(Excerpts of location labeling data)
************

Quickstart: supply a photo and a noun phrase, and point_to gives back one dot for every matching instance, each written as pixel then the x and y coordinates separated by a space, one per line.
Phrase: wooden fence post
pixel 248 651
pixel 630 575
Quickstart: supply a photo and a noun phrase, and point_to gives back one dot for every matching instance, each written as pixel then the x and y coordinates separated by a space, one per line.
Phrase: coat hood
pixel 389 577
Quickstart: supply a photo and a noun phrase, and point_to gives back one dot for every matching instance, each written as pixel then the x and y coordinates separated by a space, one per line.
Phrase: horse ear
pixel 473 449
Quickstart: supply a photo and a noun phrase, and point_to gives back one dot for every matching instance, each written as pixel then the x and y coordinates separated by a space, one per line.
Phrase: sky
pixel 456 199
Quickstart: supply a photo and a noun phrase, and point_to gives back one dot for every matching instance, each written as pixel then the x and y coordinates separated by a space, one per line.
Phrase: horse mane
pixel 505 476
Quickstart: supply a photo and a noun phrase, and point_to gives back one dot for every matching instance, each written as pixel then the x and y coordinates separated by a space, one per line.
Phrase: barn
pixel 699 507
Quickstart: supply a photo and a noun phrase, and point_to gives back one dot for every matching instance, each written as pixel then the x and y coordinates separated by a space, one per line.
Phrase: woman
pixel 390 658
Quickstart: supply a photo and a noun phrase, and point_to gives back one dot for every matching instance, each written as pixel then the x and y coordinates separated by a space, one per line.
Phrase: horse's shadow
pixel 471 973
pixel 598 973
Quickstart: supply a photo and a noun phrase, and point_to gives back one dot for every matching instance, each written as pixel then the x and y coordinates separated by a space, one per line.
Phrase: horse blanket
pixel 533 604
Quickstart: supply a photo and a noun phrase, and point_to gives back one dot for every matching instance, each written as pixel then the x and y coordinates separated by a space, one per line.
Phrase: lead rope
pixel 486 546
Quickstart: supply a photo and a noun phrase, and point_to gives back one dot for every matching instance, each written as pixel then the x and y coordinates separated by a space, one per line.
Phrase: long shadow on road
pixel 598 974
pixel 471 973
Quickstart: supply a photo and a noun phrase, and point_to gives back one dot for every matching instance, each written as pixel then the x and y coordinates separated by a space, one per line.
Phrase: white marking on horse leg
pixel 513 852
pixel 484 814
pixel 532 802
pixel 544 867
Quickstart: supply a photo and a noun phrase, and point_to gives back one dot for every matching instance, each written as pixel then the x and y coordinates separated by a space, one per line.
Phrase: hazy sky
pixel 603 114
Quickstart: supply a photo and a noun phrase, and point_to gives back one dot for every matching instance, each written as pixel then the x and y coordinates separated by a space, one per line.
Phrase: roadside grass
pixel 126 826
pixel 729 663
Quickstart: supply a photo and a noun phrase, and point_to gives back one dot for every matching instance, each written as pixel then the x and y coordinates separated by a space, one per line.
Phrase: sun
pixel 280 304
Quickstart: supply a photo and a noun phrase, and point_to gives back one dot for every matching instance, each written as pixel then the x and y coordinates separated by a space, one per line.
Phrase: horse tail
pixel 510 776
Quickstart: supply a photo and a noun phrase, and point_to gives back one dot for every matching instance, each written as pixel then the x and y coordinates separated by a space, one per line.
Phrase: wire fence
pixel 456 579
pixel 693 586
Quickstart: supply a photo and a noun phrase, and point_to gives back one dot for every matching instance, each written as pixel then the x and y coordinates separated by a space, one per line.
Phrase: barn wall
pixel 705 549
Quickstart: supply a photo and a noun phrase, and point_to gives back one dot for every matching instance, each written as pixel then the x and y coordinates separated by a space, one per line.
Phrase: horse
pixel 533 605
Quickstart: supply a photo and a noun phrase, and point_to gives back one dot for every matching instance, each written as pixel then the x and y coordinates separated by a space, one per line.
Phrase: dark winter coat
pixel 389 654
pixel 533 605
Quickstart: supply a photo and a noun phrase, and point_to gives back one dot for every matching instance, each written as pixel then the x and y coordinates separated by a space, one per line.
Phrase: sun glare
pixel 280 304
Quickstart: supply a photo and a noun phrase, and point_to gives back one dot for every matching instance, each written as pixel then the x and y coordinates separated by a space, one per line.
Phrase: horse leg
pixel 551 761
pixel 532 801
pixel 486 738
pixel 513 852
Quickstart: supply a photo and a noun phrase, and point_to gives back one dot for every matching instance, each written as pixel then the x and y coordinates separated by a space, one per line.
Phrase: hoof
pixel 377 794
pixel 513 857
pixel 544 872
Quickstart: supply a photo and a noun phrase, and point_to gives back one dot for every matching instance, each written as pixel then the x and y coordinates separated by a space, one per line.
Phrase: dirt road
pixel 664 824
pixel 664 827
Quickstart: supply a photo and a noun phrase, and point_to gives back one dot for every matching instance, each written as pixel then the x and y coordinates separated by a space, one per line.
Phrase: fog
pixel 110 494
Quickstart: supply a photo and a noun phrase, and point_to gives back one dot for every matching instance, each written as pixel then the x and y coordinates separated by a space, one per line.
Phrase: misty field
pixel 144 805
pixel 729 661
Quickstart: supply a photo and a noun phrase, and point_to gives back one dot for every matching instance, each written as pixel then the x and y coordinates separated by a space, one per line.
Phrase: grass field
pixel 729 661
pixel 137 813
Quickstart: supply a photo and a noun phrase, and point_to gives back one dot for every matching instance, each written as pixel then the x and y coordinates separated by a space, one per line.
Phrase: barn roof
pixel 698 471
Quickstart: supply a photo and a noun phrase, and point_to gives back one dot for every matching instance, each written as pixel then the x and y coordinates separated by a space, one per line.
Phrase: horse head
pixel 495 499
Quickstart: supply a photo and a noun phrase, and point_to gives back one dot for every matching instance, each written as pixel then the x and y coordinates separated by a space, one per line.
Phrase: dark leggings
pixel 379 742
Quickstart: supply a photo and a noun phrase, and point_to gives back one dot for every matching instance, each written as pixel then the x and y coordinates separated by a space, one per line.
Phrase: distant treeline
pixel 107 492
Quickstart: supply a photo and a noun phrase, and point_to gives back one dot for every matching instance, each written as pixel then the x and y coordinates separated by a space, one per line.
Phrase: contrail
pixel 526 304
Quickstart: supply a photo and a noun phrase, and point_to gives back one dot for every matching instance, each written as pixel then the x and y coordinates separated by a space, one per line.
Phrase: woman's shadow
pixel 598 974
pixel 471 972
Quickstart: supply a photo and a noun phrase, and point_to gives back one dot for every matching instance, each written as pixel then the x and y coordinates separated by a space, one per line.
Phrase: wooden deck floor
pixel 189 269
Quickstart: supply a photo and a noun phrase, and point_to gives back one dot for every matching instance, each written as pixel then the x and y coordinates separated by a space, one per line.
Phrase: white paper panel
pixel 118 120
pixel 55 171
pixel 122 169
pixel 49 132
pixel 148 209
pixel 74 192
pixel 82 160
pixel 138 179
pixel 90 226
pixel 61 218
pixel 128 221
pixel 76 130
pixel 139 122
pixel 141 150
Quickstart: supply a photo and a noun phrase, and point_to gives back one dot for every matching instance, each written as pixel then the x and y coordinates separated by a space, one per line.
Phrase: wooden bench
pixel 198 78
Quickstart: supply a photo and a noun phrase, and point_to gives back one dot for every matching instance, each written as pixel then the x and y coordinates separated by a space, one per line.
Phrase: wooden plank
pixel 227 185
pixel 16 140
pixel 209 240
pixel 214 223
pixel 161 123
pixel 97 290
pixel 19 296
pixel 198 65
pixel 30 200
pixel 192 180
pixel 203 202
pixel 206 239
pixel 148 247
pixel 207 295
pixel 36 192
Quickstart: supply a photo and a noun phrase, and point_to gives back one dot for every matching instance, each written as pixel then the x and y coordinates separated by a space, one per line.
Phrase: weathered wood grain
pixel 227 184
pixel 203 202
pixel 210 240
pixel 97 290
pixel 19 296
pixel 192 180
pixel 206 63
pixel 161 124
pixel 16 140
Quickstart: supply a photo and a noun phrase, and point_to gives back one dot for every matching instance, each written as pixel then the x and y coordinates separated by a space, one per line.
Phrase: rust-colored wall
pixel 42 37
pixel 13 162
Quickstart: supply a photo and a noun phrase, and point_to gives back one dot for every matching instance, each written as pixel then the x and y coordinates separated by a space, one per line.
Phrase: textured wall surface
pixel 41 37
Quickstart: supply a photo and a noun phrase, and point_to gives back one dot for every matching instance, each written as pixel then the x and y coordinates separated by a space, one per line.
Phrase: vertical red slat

************

• _The task_:
Put the lines from the very start of the rows above through the line containing "pixel 630 575" into a JSON list of strings, one string per line, leaving out any blank lines.

• _Response below_:
[
  "Quickstart: supply a photo and a noun phrase, and point_to gives back one dot for every matching instance, each written as pixel then the x and y coordinates separated by a space, one per line.",
  "Phrase: wooden fence post",
  "pixel 248 651",
  "pixel 630 575"
]